▶ INSTRUCTIONS TO FOLLOW
Tally the lines in the data below that contain the word "wooden", and reply with only that number.

▶ DATASET EXCERPTS

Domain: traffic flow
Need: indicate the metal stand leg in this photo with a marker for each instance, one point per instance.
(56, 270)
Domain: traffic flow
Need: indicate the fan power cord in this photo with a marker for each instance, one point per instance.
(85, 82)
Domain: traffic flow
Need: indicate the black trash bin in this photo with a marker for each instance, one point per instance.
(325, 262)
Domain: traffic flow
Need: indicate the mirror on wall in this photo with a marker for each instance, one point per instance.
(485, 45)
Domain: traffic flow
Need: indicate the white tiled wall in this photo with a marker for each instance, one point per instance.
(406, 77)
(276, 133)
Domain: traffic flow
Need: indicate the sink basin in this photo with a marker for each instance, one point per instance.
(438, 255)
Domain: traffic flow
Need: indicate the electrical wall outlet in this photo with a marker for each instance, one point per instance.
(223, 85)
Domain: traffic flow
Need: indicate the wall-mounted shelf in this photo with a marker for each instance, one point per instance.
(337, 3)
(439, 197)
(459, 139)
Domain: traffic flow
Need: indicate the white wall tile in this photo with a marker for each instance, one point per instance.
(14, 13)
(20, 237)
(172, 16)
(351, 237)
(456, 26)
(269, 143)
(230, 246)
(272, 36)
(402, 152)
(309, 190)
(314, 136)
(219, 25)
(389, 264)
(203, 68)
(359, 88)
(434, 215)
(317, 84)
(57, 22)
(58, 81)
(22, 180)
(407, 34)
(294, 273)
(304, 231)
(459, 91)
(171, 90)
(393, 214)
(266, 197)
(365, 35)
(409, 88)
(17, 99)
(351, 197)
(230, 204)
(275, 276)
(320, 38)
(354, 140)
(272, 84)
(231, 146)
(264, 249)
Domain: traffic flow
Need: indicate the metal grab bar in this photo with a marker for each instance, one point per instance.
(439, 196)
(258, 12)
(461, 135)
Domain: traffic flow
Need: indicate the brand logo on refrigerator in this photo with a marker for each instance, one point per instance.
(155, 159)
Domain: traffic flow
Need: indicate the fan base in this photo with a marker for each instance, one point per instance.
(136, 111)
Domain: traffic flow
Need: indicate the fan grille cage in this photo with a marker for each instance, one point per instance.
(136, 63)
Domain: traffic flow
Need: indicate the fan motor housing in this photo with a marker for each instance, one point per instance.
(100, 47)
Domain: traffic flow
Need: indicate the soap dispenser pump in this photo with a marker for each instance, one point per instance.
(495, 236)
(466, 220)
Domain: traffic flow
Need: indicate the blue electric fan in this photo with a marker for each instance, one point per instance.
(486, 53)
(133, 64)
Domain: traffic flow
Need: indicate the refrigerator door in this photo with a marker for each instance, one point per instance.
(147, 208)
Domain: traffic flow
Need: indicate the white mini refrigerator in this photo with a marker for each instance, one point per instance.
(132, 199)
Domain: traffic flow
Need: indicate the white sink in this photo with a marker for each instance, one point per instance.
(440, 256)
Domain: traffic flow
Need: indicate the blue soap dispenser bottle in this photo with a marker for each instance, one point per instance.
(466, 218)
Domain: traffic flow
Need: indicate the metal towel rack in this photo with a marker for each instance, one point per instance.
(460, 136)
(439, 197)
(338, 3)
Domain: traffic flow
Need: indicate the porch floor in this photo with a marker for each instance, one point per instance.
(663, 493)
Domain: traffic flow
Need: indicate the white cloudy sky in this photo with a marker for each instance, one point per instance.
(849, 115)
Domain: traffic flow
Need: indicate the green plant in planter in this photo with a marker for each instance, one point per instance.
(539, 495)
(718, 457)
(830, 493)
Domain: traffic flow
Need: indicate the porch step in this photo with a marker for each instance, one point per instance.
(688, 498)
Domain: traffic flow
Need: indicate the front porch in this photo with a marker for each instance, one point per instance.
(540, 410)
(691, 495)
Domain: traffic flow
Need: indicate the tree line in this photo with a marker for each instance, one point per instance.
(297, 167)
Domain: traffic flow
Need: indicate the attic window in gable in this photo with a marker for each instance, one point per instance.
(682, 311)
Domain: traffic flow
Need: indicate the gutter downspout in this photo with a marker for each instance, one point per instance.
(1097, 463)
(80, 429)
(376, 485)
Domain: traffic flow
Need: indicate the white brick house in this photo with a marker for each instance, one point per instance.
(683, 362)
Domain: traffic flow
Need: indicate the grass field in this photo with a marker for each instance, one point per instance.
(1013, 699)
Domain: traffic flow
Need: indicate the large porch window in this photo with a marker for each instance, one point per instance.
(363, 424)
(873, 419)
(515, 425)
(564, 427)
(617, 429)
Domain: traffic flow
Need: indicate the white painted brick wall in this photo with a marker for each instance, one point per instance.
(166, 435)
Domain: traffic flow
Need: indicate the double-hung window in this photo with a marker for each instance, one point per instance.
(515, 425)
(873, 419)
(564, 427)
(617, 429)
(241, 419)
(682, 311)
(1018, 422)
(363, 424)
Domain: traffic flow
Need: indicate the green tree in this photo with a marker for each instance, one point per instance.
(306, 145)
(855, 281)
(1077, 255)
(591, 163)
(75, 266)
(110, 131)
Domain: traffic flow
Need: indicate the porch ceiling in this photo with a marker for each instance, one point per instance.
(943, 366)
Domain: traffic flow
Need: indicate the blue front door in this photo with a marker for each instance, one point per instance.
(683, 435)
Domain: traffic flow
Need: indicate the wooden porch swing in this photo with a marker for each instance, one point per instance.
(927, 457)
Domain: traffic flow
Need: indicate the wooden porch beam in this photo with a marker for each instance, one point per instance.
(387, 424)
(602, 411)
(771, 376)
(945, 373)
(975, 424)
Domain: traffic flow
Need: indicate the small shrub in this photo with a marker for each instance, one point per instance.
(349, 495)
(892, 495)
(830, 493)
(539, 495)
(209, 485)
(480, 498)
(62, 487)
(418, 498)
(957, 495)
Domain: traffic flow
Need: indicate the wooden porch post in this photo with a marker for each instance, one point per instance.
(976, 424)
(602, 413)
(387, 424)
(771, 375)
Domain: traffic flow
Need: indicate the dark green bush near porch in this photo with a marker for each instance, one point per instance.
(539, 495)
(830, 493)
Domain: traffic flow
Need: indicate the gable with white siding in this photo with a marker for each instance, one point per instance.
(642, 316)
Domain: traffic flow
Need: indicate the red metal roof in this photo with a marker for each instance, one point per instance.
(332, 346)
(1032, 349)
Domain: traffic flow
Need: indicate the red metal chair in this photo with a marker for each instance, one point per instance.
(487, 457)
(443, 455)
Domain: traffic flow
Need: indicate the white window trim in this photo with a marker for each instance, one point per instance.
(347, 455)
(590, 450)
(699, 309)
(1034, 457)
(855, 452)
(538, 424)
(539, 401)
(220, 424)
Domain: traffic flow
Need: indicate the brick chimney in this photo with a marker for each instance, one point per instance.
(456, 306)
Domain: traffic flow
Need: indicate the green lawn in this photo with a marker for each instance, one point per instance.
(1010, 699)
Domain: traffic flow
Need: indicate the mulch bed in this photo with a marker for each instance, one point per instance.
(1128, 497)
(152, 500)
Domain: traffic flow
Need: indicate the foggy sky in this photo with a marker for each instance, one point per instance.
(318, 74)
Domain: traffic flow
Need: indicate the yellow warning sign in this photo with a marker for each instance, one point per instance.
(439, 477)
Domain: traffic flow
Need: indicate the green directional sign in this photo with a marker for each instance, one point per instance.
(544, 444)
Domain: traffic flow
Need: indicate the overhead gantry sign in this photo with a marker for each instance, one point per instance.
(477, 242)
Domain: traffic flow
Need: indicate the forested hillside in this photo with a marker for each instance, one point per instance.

▶ THE ANSWER
3